*What you have to do*.
Rewrite the records from the line containing "class:boat hull | box_all" through the line containing "[291,145,320,159]", both included, replacing "water" with "sea" and leaving everything else unchanged.

[START]

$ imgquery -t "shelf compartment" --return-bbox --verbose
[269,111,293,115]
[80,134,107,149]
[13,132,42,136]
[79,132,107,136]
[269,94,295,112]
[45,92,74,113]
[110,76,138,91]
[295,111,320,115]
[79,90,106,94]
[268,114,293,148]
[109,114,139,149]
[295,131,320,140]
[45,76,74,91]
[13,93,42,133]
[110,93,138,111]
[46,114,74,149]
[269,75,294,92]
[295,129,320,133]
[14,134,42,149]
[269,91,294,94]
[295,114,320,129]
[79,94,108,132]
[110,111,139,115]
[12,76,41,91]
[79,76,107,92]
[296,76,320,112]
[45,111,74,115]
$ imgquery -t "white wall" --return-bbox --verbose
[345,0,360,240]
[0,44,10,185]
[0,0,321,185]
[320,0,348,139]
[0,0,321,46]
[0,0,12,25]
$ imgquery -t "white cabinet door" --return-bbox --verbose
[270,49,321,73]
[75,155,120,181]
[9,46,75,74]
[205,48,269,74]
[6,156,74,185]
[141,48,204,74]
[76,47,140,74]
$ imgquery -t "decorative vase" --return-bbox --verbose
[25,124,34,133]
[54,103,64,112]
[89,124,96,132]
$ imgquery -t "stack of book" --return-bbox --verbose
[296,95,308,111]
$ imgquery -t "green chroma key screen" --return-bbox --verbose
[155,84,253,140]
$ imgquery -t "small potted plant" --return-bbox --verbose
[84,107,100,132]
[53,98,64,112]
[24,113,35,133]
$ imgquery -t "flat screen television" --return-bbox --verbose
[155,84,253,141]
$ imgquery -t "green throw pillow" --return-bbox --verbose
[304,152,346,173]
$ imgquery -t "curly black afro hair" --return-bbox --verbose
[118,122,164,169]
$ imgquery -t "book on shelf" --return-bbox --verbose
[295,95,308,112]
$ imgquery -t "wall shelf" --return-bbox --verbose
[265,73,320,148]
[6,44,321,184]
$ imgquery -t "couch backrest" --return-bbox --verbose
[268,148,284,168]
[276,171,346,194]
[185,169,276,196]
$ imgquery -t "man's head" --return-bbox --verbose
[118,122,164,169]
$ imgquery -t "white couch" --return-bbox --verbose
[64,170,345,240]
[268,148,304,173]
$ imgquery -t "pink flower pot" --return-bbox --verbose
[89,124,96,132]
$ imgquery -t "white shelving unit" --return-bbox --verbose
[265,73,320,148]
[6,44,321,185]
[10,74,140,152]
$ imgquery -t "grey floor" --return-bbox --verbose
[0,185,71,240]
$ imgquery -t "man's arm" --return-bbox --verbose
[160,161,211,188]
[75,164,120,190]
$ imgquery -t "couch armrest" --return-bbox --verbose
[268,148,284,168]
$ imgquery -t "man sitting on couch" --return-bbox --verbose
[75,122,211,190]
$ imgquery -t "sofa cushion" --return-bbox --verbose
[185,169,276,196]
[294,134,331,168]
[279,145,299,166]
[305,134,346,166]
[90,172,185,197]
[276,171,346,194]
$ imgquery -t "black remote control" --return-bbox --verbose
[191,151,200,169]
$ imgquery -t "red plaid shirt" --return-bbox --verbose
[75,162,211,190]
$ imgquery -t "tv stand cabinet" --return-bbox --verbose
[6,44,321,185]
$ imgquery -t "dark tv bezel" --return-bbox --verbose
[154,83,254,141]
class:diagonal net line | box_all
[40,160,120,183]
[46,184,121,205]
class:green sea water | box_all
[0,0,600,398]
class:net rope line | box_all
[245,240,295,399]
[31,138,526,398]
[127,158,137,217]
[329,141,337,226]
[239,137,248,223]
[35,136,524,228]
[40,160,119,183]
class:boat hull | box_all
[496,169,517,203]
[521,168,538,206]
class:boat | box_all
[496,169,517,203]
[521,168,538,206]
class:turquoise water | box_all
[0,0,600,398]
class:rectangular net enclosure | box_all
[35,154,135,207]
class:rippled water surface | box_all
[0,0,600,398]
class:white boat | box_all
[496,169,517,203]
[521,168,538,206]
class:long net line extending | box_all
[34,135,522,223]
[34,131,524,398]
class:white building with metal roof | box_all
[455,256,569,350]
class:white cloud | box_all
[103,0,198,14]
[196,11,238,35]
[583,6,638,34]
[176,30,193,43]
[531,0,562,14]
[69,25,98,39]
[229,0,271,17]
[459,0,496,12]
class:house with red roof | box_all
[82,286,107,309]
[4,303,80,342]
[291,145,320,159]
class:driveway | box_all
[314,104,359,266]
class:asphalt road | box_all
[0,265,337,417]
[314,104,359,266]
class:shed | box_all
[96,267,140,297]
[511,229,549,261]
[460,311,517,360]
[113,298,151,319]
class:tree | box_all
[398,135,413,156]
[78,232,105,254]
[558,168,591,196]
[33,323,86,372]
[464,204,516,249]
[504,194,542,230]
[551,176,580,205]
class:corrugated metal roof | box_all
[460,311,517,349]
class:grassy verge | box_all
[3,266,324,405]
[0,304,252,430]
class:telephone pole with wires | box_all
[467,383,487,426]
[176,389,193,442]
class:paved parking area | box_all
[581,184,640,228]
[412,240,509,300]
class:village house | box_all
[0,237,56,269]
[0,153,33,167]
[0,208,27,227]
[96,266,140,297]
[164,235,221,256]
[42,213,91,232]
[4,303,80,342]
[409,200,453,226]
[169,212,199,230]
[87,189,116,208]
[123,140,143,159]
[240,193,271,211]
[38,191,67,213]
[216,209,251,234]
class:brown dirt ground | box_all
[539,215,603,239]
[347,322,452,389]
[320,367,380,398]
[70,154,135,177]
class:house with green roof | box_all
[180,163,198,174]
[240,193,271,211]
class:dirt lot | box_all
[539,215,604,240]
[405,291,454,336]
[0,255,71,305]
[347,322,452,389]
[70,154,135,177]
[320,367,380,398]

[END]

*Solution below*.
class:boat hull | box_all
[496,169,517,203]
[521,168,538,206]
class:boat | box_all
[496,169,517,203]
[521,168,538,206]
class:turquoise sea | box_all
[0,0,600,398]
class:rectangular net enclosure | box_all
[35,154,135,207]
class:rippled sea surface | box_all
[0,0,600,398]
class:white boat | box_all
[496,169,517,203]
[521,168,538,206]
class:long net line extending | box_all
[34,135,522,223]
[34,131,524,398]
class:white building with metal roof | box_all
[455,256,569,350]
class:white cloud | box_all
[103,0,198,14]
[196,11,238,35]
[583,6,638,34]
[176,30,193,43]
[531,0,562,14]
[69,25,98,39]
[229,0,271,17]
[459,0,496,12]
class:house with red roof | box_all
[82,286,107,309]
[4,303,80,342]
[291,145,320,159]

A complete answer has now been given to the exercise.